Selection |

Fast Jukebox: Accelerating Music Generation with Knowledge Distillation

Appl. Sci. 2023, 13(9), 5630; https://doi.org/10.3390/app13095630
by Michel Pezzat-Morales 1, Hector Perez-Meana 1,* and Toru Nakashika 2
Reviewer 1:
Reviewer 2: Anonymous
Appl. Sci. 2023, 13(9), 5630; https://doi.org/10.3390/app13095630
Submission received: 22 February 2023 / Revised: 28 April 2023 / Accepted: 28 April 2023 / Published: 3 May 2023

Round 1

Reviewer 1 Report

 Jukebox is a model that can generate high diversity music with singing within a single system which is achieved by using a hierarchical VQ-VAE architecture to com-press audio in a discrete space at different compression levels. Even though the results are impressive, the inference stage is tremendously slow.  This paper introduces a Fast Jukebox which uses different Knowledge Distillation strategies to reduce the number of parameters of the prior model for compressed space.

Required work | Resume the peer review of the Fast Jukebox paper, continuing after its last sentence.

Extracted data |
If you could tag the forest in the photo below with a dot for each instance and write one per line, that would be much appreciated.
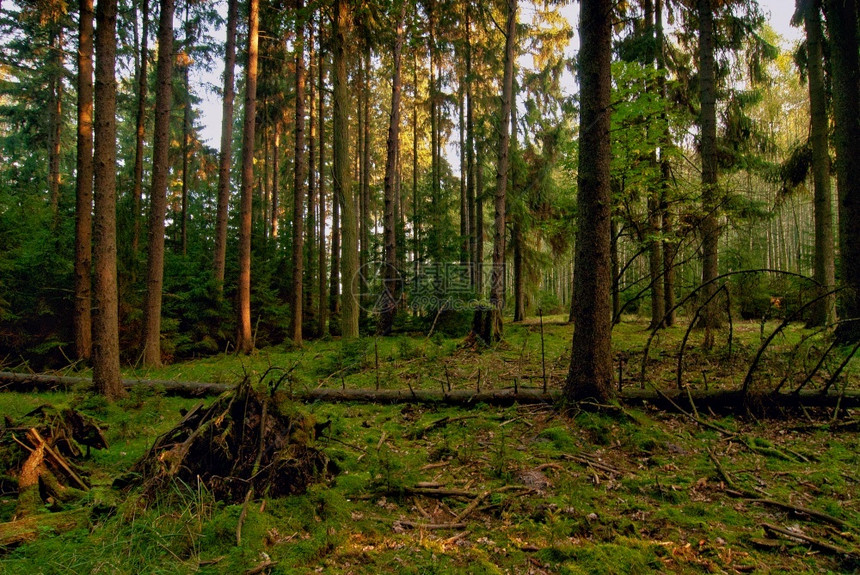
(503, 287)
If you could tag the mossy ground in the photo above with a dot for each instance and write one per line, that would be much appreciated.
(622, 491)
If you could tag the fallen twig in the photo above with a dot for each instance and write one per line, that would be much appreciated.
(815, 543)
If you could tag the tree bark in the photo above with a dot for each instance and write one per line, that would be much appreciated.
(842, 20)
(82, 318)
(309, 308)
(655, 210)
(342, 188)
(590, 374)
(244, 338)
(391, 276)
(105, 296)
(300, 168)
(158, 192)
(497, 282)
(226, 153)
(824, 272)
(321, 288)
(669, 244)
(140, 128)
(710, 227)
(186, 136)
(470, 152)
(55, 120)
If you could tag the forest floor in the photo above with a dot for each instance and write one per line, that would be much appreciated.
(517, 489)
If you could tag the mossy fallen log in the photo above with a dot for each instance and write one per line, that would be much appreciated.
(30, 527)
(718, 400)
(29, 382)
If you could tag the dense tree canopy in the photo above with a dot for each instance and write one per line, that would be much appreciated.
(430, 165)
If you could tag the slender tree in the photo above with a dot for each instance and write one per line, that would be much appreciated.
(106, 375)
(824, 311)
(842, 22)
(710, 226)
(225, 156)
(55, 115)
(140, 125)
(340, 171)
(300, 168)
(497, 283)
(84, 185)
(590, 374)
(158, 191)
(244, 339)
(391, 276)
(321, 287)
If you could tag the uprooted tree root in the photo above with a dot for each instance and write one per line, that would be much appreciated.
(240, 445)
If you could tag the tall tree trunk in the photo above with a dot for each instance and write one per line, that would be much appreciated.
(416, 213)
(479, 220)
(274, 215)
(842, 20)
(497, 283)
(226, 153)
(186, 135)
(309, 308)
(158, 192)
(824, 312)
(321, 288)
(615, 264)
(342, 188)
(464, 199)
(140, 127)
(244, 338)
(655, 210)
(669, 244)
(106, 376)
(470, 152)
(590, 374)
(55, 121)
(519, 279)
(434, 230)
(82, 318)
(334, 281)
(710, 226)
(300, 168)
(367, 211)
(391, 277)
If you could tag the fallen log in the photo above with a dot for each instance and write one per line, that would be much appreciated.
(716, 400)
(29, 382)
(29, 528)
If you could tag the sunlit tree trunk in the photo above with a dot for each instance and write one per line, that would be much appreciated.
(186, 135)
(497, 282)
(55, 120)
(590, 374)
(140, 126)
(321, 288)
(309, 308)
(710, 226)
(299, 170)
(842, 22)
(82, 319)
(106, 375)
(244, 338)
(158, 192)
(669, 243)
(226, 153)
(824, 312)
(391, 275)
(342, 188)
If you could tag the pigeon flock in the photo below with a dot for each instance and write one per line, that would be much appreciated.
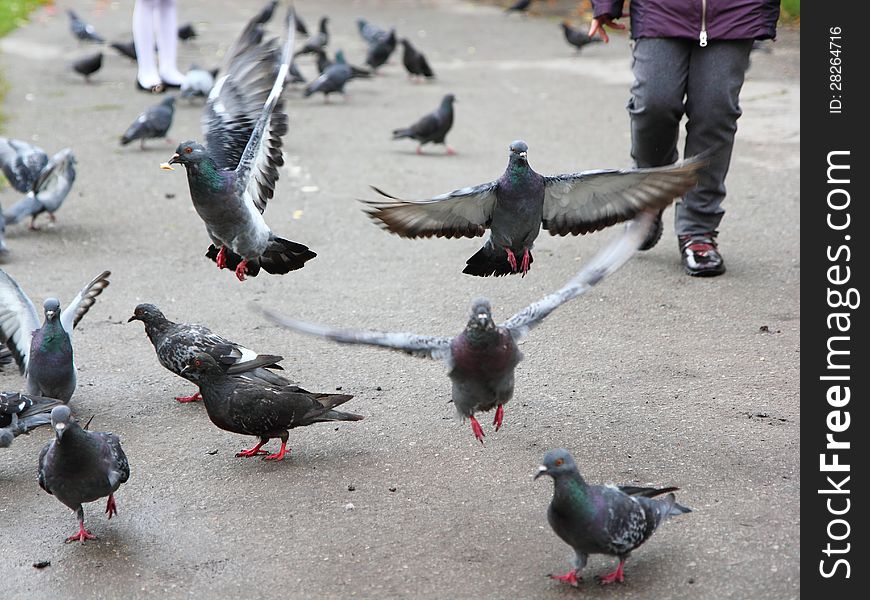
(232, 174)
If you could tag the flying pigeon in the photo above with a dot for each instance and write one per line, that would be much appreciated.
(44, 354)
(516, 205)
(233, 177)
(50, 189)
(577, 37)
(153, 123)
(177, 343)
(80, 466)
(602, 519)
(482, 358)
(83, 31)
(265, 411)
(88, 65)
(20, 414)
(432, 127)
(415, 62)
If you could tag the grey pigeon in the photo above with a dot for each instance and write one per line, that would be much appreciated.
(153, 123)
(80, 466)
(176, 343)
(20, 414)
(49, 191)
(233, 176)
(88, 65)
(265, 411)
(415, 62)
(482, 358)
(516, 205)
(83, 31)
(577, 37)
(44, 354)
(432, 127)
(602, 519)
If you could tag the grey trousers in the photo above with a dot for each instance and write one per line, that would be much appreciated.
(675, 77)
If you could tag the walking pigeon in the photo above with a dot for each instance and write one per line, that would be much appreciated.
(80, 466)
(44, 354)
(266, 411)
(602, 519)
(415, 62)
(153, 123)
(83, 31)
(233, 176)
(432, 127)
(516, 205)
(88, 65)
(576, 37)
(177, 343)
(482, 358)
(20, 414)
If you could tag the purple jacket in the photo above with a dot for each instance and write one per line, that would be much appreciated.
(696, 19)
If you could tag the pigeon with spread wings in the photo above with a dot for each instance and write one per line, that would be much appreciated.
(233, 175)
(516, 205)
(481, 360)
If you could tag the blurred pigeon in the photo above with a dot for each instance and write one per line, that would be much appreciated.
(602, 519)
(414, 61)
(432, 127)
(577, 37)
(20, 414)
(88, 65)
(83, 31)
(186, 32)
(234, 176)
(265, 411)
(177, 343)
(153, 123)
(515, 206)
(80, 466)
(44, 354)
(482, 358)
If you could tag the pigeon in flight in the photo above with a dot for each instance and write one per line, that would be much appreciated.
(602, 519)
(266, 411)
(44, 354)
(233, 176)
(515, 206)
(482, 358)
(80, 466)
(432, 127)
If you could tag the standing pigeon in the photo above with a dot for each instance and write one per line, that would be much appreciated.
(602, 519)
(21, 414)
(49, 191)
(153, 123)
(414, 61)
(482, 358)
(265, 411)
(80, 466)
(516, 205)
(233, 177)
(177, 343)
(44, 354)
(88, 65)
(577, 37)
(432, 127)
(83, 31)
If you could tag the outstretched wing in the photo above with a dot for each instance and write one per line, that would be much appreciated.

Output |
Some issues about this paper are:

1.        Introduction did not give enough background information.

2.        In introduction ‘ To reduce this problem. This problem, a Fast’ typos.

3.        ‘Training data consists of a com-pilation of songs by a single commercial music interpreter. This encompasses around 300 songs of 32 bits resolution music sampled at 44.1 KHz.’ Compared to Jukebox, which utilizes 1.2 millions songs, why 300 songs is enough for this application?

4.        Why Emotional valance evaluation is utilized at experiment? Can this result indicate the quality of generated music?

5.        In Table 2, What is the AP DP AU DU meaning?

Author Response

Dear Reviewer 1.

Thank you very much for reviewing our paper, we have revised and improved it, according to your requirements as follows:

  1. Introduction did not give enough background information.

Thank you for your observation.  In the introduction section we included these two paragraphs

Music is uno of the must representative feature of any culture around the world since ancient times. Then to improve the ability of emulate the complex process of creating it using computational tools has been a topic of active research during the las several decades, thanks to the impressive advance in the computer technology.

To reduce this problem, a Fast Jukebox is proposed in this paper to reduce the inference time, in which we distilled the prior learning process by applying a large model against a smaller one.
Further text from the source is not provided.